DESCRIPTION OF THE TASK
Extract every one of the lines below and reproduce each one word for word, in the same order.

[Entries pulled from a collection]
------------------------------------------------

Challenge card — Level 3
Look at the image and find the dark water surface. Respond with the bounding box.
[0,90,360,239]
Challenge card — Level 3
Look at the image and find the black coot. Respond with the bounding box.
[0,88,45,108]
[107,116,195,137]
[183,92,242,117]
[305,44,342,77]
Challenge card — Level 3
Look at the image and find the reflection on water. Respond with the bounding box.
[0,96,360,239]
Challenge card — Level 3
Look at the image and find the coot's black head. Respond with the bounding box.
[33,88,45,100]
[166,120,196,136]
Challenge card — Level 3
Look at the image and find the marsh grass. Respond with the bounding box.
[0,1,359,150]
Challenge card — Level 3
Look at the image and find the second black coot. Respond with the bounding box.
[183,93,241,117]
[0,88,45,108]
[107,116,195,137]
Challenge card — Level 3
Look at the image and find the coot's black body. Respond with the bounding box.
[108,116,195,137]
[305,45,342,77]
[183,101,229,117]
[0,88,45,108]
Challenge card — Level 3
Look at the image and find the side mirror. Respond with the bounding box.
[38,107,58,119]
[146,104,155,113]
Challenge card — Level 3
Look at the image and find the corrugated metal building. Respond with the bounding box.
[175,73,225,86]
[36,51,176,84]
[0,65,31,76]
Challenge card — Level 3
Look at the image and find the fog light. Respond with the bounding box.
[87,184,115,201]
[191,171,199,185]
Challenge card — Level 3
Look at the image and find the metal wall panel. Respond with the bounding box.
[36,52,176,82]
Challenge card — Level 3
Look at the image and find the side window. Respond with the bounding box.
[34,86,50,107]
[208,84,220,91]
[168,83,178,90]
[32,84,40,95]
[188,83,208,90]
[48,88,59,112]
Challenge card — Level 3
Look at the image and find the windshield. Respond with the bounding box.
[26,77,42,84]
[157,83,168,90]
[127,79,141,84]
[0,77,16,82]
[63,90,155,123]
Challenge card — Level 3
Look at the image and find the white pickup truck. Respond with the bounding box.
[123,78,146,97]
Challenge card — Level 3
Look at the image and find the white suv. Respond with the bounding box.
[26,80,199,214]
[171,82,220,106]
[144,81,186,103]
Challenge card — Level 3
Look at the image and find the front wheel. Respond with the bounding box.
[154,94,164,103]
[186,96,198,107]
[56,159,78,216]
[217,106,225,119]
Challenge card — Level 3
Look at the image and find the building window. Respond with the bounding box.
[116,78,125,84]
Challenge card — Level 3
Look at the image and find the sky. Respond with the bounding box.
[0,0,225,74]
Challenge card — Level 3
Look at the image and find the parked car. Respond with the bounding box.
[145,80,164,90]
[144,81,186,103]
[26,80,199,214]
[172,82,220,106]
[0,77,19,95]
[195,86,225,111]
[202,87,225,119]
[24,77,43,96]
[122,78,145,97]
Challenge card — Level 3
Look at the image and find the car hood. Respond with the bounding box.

------------------------------------------------

WRITTEN SOLUTION
Challenge card — Level 3
Look at the image and find the dark water surface. Respond with the bounding box.
[0,90,360,239]
Challenge card — Level 3
Look at the image and find the black coot. Respond with the bounding box.
[0,88,45,108]
[107,116,195,137]
[183,92,242,117]
[305,44,342,77]
Challenge card — Level 3
Look at the image and find the reflection on water. Respond with the bounding box.
[0,96,360,239]
Challenge card — Level 3
Look at the image and find the coot's black head. Respond with the bounding box.
[33,88,45,100]
[166,120,196,136]
Challenge card — Level 3
Look at the image and find the marsh grass. Respond with the bounding box.
[0,1,359,150]
Challenge card — Level 3
Look at the image and find the second black coot. Respond with the bounding box.
[183,93,241,117]
[0,88,45,108]
[107,116,195,137]
Challenge card — Level 3
Look at the image and find the coot's black body. Respond with the bounding box.
[108,116,195,137]
[305,45,342,77]
[183,101,229,117]
[0,88,45,108]
Challenge card — Level 3
Look at the image and find the side mirror. Respond with the bounding box.
[38,107,58,119]
[146,104,155,113]
Challenge card — Level 3
Look at the image and find the corrugated metal building. Respond with the bounding box.
[175,73,225,86]
[36,51,176,84]
[0,65,31,76]
Challenge card — Level 3
Look at the image and find the fog light. Respond with the bounding box.
[87,184,115,201]
[191,171,199,185]
Challenge card — Level 3
Look at the image and find the metal wall panel. Respond with the bounding box.
[36,52,176,82]
Challenge card — Level 3
Look at the image and find the side window. Respond with the bounding box.
[34,86,50,107]
[208,84,220,91]
[168,83,178,90]
[32,84,40,95]
[188,83,208,90]
[48,88,59,112]
Challenge card — Level 3
Look at the image and find the windshield. Respond with the bounding box.
[26,77,42,84]
[157,83,168,90]
[127,79,141,84]
[0,77,16,82]
[63,90,155,123]
Challenge card — Level 3
Look at the image and find the white pickup truck. Respond with the bounding box.
[123,78,146,97]
Challenge card — Level 3
Look at the image and find the white suv. Respond with the bounding box.
[26,80,199,214]
[171,82,220,106]
[144,81,186,103]
Challenge card — Level 3
Look at the image and find the front wheel. Respond with the bounding box.
[154,94,164,103]
[186,96,198,107]
[56,159,78,216]
[217,106,225,119]
Challenge card — Level 3
Look at the image and find the building window. Respond with the bounding box.
[116,78,125,84]
Challenge card — Level 3
Look at the image and find the sky. Respond with the bounding box.
[0,0,225,74]
Challenge card — Level 3
Look at the image and find the parked car. Respond with the bounding box.
[145,80,164,90]
[144,81,186,103]
[26,80,199,214]
[172,82,220,106]
[0,77,19,95]
[195,86,225,111]
[202,87,225,119]
[24,77,43,96]
[122,78,145,97]
Challenge card — Level 3
Look at the image and find the car hood. Respond with the bounding box.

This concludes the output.